# EM Lyon - Python text mining - Session 1

1. **Text mining with Python**
2. Dedicated libraries

In [None]:
import numpy as np
import pandas as pd
import matplotlib.pyplot as plt
import seaborn as sns
%matplotlib inline

# display options
pd.set_option("display.max_rows", 20)
pd.set_option("display.max_columns", 30)

#### Dataset

100,000 IMDB movie reviews for Sentiment Analysis:
- positive opinion, label `pos`
- negative opinion, label `neg`
- untagged opinion, label `unsup`

Source: kaggle.com

# 1. Text mining with Python

In [None]:
# load dataset
df = pd.read_csv('imdb_master.csv',
                 encoding='latin-1',
                 usecols=['review', 'label'])
df.shape

## 1.1 First insights on the dataset

In [None]:
# sample
np.random.seed(1)
df.sample(10)

In [None]:
# review sample
print(df.sample(1).iloc[0, 0])

<div class="alert alert-success">
<b>Exercise 1</b>
<ul>
    <li>Get the value counts of labels</li>
    <li>Apply the `describe()` method to the length of reviews</li>
    <li>Perform a seaborn `distplot()` with length of reviews</li>
    <li>Get the shortest and the largest review</li>
</ul>
</div>

In [None]:
# %load session8/ex1.py

## 1.2 Breaking the reviews into words with regular expressions

The `re` module from the Python Standard Library provides regular expression matching operations.

Regular expressions (called REs, or regex, or regex patterns) are essentially a tiny (but very powerful), highly specialized programming language embedded inside Python and made available through the `re` module.

Using this little language, one can specify the rules for the set of possible strings that one wants to match.

- `.`: match any character
- `*`: match 0 or many repetitions of the preceding pattern
- `+`: match 1 or many repetitions of the preceding pattern
- `?`: match 0 or 1 repetition of the preceding pattern
- `^`: match the start of the string
- `$`: match the end of the string
- `\`: in order to use the special characters above as standard ones, one should prefix them with a `\`

It is also possible to list within square brackets the characters that are to match:
- `[aeiouy]`: match any vowel
- `[^aeiouy]`: do not match any vowel (here the `^` is interpreted as a NOT)
- `[A-Z]`: match all characters between `A` and `Z` (several ordered pairs can be used: e.g., for uppercase, lowercase, accentuated letters and digits: `[A-Za-zÀ-ÿ0-9]`)

See the ISO 8859-1 (or latin-1) table to get characters intervals: https://en.wikipedia.org/wiki/ISO/IEC_8859-1#Code_page_layout

The `findall()` function enables to extract all strings which match a given pattern.

The language contains many more powerful functionalities:
- shortcuts (e.g., `\w`, `\W`)
- repetition qualifiers: `*`, `+`, `?`, `{m,n}`
- capturing patterns: `(...)`
- non capturing patterns: `(?:...)`
- backreference to a named group: `(P=name...)`
- lookahead assertions: `(?=...)`
- negative lookahead assertions: `(?!...)`
- ...

──────────

## Tasks for this exercise
1 – In the text mining notebook, how many IMDB movie reviews does the dataset contain?
2 – Resume the text mining notebook, picking up right after its final line.
The stored items aren't needed.

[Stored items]
──────────

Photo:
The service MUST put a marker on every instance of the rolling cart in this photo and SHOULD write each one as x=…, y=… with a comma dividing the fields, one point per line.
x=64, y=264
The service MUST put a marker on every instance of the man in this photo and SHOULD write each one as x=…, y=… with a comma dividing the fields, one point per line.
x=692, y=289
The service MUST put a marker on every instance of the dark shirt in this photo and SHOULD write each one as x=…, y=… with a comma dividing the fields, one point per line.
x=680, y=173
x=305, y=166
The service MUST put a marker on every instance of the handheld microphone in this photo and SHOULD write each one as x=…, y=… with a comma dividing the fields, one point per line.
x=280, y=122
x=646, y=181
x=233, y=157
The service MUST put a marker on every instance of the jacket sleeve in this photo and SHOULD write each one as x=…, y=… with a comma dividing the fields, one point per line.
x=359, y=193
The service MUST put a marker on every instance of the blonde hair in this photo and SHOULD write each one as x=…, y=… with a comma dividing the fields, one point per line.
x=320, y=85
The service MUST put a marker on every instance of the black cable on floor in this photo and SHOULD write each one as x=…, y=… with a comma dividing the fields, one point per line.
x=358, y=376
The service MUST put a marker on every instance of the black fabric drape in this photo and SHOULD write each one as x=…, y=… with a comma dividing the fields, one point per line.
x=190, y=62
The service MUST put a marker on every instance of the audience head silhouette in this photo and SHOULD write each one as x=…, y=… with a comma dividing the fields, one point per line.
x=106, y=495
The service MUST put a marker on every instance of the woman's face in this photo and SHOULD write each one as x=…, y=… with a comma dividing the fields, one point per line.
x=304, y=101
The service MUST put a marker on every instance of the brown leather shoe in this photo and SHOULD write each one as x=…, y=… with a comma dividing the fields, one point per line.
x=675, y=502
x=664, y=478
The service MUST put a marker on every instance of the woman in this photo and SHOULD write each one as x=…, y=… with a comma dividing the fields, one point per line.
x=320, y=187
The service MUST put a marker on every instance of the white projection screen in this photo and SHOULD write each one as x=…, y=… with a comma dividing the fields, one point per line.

──────────

## Responses by task
1 – 100,000

2 –
<div class="alert alert-warning">
<b>Further reading</b>
<ul>
    <li>https://docs.python.org/3/library/re.html</li>
</ul>
</div>

In [None]:
# import re
import re
big_review = df.loc[df['review'].str.len().idxmax(), 'review']
big_review

In [None]:
# example 1: pattern = 1 uppercase letter
pattern = '[A-Z]'
re.findall(pattern, big_review)

In [None]:
# example 2: several uppercase letters
pattern = '[A-Z]+'
re.findall(pattern, big_review)

In [None]:
# example 1: several numbers
pattern = '[0-9]+'
re.findall(pattern, big_review)

<div class="alert alert-success">
<b>Exercise 2</b>
<ul>
    <li>Build a pattern to find words starting with an uppercase letter and other letters in lowercase.</li>
</ul>
</div>

In [None]:
# %load session8/ex2.py

Here we find all words compound of uppercase, lowercase, accentuated letters, numbers and possibly an apostrophe followed by `s` or `t`.

In [None]:
# get all words with an apostrophe followed by `s` or `t`.
pattern = "[A-Za-zÀ-ÿ0-9]+'[st]"
re.findall(pattern, big_review)

In [None]:
# get all words
pattern = "[A-Za-zÀ-ÿ0-9]+(?:'[st])?"
re.findall(pattern, big_review)

## 1.3 Bag-of-words model

Computing word frequency in a document could be a hassle:
- create a dictionary
- split a review into words
- for each word:
    - if it is not in the dictionary, set the value to 1
    - if it is in the dictionary, increase the value with 1
    
The `Counter` class from the Python standard library `collections` performs the job.

The method `update()` takes a list of keys or words and automatically calculates the number of occurences.

<div class="alert alert-warning">
<b>Further reading</b>
<ul>
    <li>https://docs.python.org/2/library/collections.html</li>
</ul>
</div>

In [None]:
# import
from collections import Counter

### 1.3.1 Bag of Words model of a single document

In [None]:
# 1 document
c = Counter()
c.update(re.findall(pattern, big_review))
c

We can put the result in a Series in order to obtain a vector-like representation.

In [None]:
# putting the result in a Series object
bag_of_words = pd.Series(list(c.values()), index=c.keys())
bag_of_words = bag_of_words.sort_values(ascending=False)
bag_of_words

### 1.3.2 Words frequency in all documents

Now, we want to compute the words frequency in all documents: i.e., for each word, the number of documents in which it appears.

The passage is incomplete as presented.